[Region pointing data]
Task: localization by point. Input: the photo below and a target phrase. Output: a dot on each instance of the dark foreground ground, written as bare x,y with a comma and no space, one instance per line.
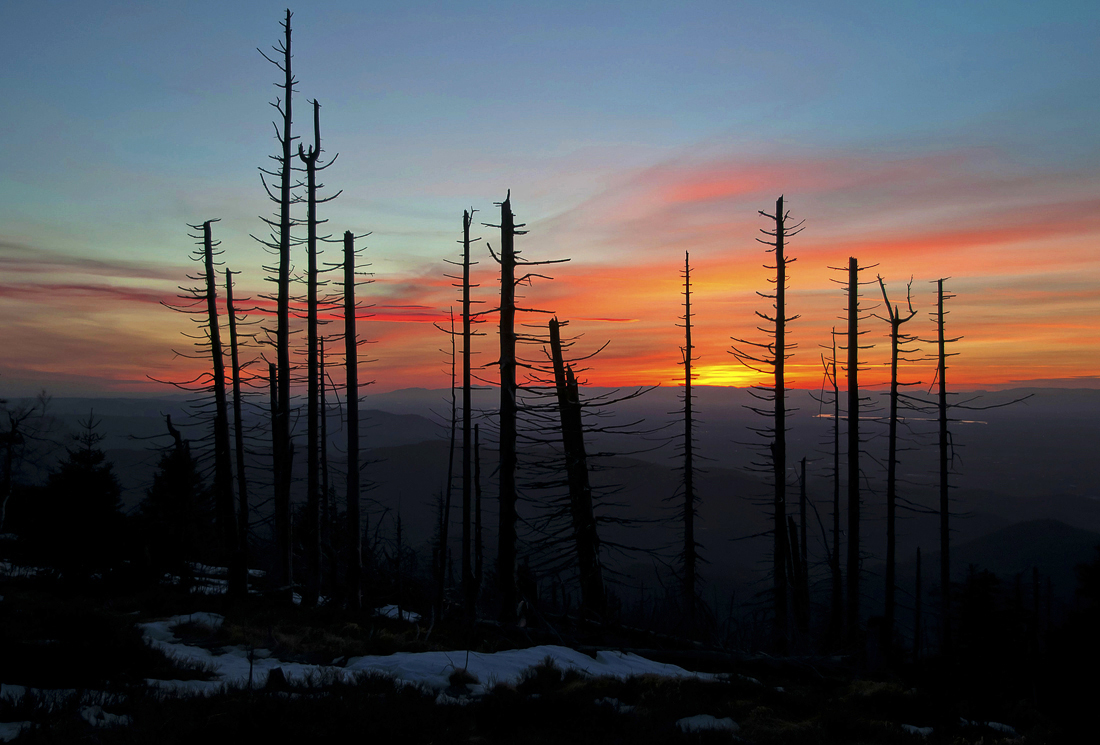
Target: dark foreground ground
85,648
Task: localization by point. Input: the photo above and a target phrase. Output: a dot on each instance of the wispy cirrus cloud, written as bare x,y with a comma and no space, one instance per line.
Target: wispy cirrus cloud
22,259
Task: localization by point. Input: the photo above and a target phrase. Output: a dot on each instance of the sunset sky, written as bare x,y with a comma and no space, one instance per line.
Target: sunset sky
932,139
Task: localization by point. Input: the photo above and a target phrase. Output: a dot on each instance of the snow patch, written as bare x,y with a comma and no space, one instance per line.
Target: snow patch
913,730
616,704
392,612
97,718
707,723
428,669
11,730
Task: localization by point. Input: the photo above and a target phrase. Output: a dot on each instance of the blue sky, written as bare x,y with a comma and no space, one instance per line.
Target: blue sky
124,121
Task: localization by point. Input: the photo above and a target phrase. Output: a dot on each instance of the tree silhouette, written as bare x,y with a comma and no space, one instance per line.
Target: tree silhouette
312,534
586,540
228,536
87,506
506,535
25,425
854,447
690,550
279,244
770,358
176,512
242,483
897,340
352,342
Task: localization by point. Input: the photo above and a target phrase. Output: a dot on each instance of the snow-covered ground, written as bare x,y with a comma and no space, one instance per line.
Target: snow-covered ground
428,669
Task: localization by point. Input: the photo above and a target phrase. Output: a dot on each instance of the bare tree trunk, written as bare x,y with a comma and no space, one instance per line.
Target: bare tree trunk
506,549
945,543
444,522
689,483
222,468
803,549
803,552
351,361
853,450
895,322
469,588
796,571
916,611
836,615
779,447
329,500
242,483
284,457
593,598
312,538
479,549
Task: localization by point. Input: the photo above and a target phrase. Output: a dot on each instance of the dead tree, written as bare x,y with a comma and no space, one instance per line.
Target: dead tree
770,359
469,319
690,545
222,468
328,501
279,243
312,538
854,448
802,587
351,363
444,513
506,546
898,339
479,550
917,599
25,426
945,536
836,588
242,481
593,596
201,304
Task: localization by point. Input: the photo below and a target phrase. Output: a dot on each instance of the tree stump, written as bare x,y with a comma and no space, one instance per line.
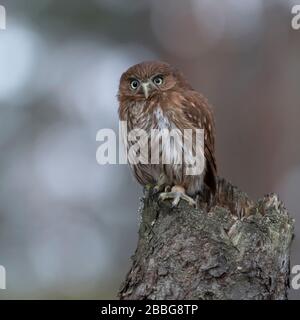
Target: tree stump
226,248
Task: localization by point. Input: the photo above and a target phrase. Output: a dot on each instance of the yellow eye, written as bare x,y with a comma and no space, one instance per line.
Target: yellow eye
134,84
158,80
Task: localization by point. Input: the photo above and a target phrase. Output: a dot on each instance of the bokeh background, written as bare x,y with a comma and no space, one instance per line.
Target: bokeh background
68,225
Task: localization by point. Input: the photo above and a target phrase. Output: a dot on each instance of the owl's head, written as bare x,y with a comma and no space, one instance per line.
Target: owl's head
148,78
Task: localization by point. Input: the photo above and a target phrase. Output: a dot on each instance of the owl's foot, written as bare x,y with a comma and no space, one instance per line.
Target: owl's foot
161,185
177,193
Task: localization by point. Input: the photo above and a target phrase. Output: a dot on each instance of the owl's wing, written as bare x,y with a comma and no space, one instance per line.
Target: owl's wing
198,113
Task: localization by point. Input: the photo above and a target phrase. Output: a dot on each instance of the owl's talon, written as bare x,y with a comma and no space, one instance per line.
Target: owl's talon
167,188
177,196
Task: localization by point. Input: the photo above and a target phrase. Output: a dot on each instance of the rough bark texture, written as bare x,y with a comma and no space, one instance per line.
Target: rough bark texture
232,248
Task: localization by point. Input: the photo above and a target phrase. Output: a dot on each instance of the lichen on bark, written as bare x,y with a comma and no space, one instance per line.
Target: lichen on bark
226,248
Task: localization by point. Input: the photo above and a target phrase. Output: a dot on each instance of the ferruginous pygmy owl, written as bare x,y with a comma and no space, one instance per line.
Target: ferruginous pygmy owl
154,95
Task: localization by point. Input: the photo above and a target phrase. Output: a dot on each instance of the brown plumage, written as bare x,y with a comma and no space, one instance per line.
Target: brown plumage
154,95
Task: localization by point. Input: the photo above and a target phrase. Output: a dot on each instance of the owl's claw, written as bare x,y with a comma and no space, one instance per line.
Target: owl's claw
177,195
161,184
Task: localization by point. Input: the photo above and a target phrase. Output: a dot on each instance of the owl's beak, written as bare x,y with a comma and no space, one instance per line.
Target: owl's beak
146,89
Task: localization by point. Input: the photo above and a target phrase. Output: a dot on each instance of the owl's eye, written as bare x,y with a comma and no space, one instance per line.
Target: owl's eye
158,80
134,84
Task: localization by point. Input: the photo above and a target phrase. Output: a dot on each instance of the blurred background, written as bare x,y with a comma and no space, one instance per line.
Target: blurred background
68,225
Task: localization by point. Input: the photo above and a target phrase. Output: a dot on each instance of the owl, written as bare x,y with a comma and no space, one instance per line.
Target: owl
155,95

* * *

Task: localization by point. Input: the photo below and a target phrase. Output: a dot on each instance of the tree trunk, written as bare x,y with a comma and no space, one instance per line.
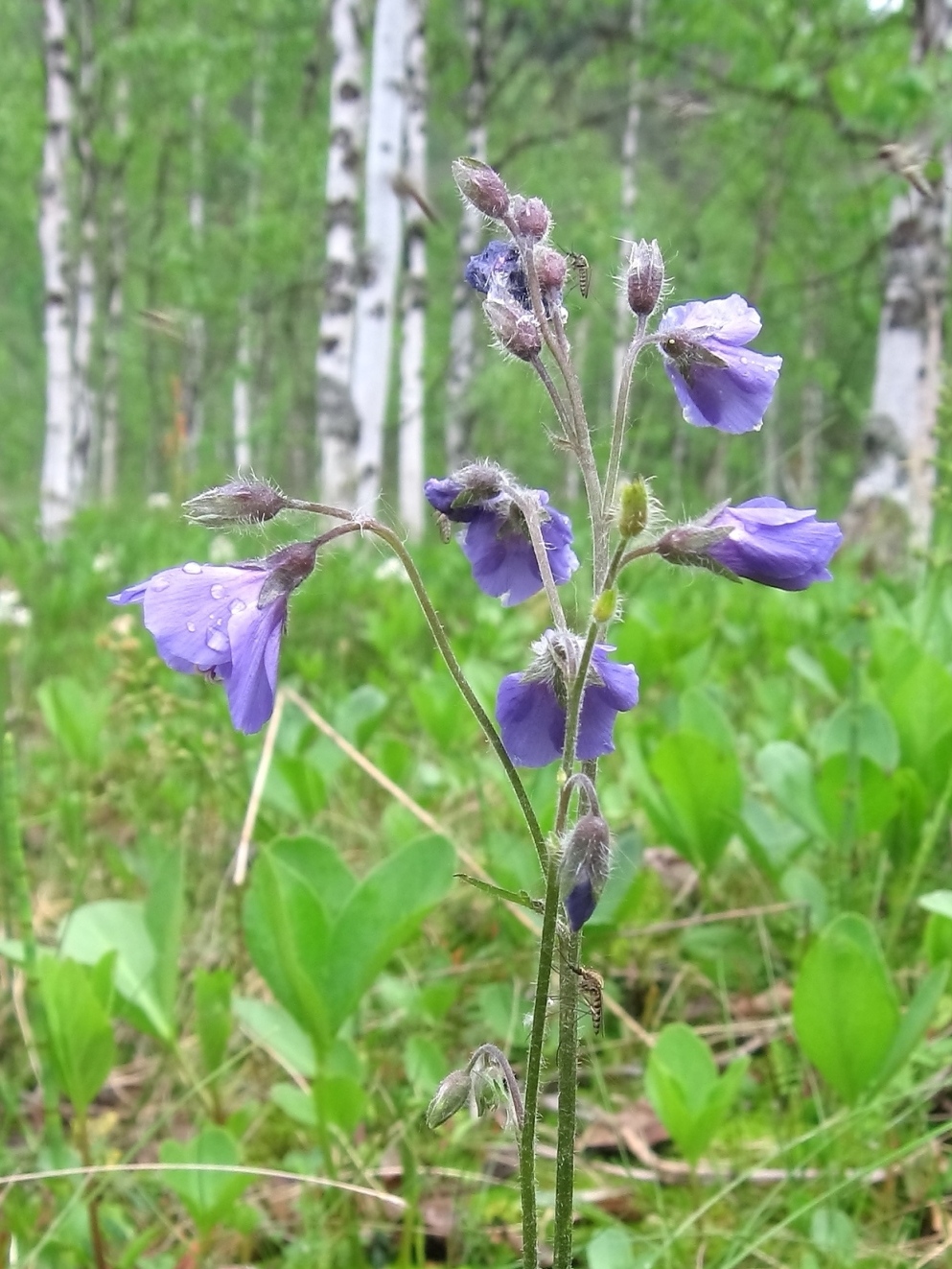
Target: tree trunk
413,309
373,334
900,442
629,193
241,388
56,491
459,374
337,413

**EXERCISE OBJECTIVE:**
Each line above that carries the string "below" has to be returned.

**TASK SOLUTION:**
Task: localization by point. Input: the photo below and a target phrase. Output: a dot on each instance of the dark foreground ground, written as bare x,y with a comma and no space, one instance per line.
Task: localization by point. Input: the photo below and a target phrase. Output: a dot on each instance of the tree stump, written as bare x,y with a comma and no space, one instance per line.
Task: localization by point. Input: the photo below and a target phrase. Output: a dot on each instance of the tree trunk, written as bare x,y with a comma and no space, one instance per line.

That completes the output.